Saved entries
---
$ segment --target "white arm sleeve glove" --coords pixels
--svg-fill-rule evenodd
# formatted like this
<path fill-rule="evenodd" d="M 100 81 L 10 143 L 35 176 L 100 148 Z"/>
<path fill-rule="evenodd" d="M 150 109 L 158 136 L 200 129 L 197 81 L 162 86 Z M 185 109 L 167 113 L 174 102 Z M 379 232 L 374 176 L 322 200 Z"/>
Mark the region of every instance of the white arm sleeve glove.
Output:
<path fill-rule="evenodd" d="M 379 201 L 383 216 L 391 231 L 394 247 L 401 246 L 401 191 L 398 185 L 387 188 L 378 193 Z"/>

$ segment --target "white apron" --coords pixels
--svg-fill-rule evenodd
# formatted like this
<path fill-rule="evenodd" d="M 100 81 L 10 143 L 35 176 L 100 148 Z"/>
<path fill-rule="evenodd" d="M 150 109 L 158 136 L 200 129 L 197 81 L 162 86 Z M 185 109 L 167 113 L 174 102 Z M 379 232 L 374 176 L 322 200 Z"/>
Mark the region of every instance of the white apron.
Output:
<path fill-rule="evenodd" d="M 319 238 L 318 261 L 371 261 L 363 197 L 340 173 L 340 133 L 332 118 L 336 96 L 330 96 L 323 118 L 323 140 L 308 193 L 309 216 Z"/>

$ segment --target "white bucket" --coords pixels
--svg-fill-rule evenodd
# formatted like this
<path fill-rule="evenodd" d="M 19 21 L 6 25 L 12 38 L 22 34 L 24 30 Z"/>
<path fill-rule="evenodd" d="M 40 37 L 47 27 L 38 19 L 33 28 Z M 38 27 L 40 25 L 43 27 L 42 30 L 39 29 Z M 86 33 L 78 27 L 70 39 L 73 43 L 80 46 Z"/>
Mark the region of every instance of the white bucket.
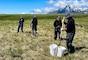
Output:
---
### SET PROBLEM:
Rewrite all the records with "formatted like this" changed to "use this format" and everything else kept the same, omitting the pictures.

### TASK OUTPUT:
$ segment --target "white arm sleeve glove" --coords pixels
--svg-fill-rule evenodd
# use this format
<path fill-rule="evenodd" d="M 100 81 L 10 143 L 35 176 L 100 148 Z"/>
<path fill-rule="evenodd" d="M 150 109 L 158 136 L 200 129 L 197 81 L 162 86 Z M 185 109 L 167 113 L 174 102 Z M 379 232 L 374 176 L 322 200 Z"/>
Mark the region of every instance of the white arm sleeve glove.
Output:
<path fill-rule="evenodd" d="M 379 201 L 383 216 L 391 231 L 394 247 L 401 246 L 401 191 L 398 185 L 387 188 L 378 193 Z"/>

$ segment --target "white apron" --coords pixels
--svg-fill-rule evenodd
# use this format
<path fill-rule="evenodd" d="M 100 81 L 10 143 L 35 176 L 100 148 Z"/>
<path fill-rule="evenodd" d="M 150 109 L 158 136 L 200 129 L 197 81 L 162 86 Z M 185 109 L 167 113 L 174 102 Z M 379 232 L 374 176 L 322 200 Z"/>
Mark the region of every instance of the white apron.
Output:
<path fill-rule="evenodd" d="M 319 238 L 318 261 L 371 261 L 363 197 L 340 173 L 340 133 L 332 118 L 336 96 L 330 96 L 323 118 L 323 140 L 308 193 L 309 216 Z"/>

$ segment --target "white bucket" --coords pixels
--svg-fill-rule evenodd
# use this format
<path fill-rule="evenodd" d="M 19 21 L 6 25 L 12 38 L 22 34 L 24 30 Z"/>
<path fill-rule="evenodd" d="M 40 37 L 47 27 L 38 19 L 33 28 Z M 38 27 L 40 25 L 43 27 L 42 30 L 39 29 Z M 86 33 L 78 27 L 70 39 L 73 43 L 80 46 Z"/>
Mark the region of every instance of the white bucket.
Output:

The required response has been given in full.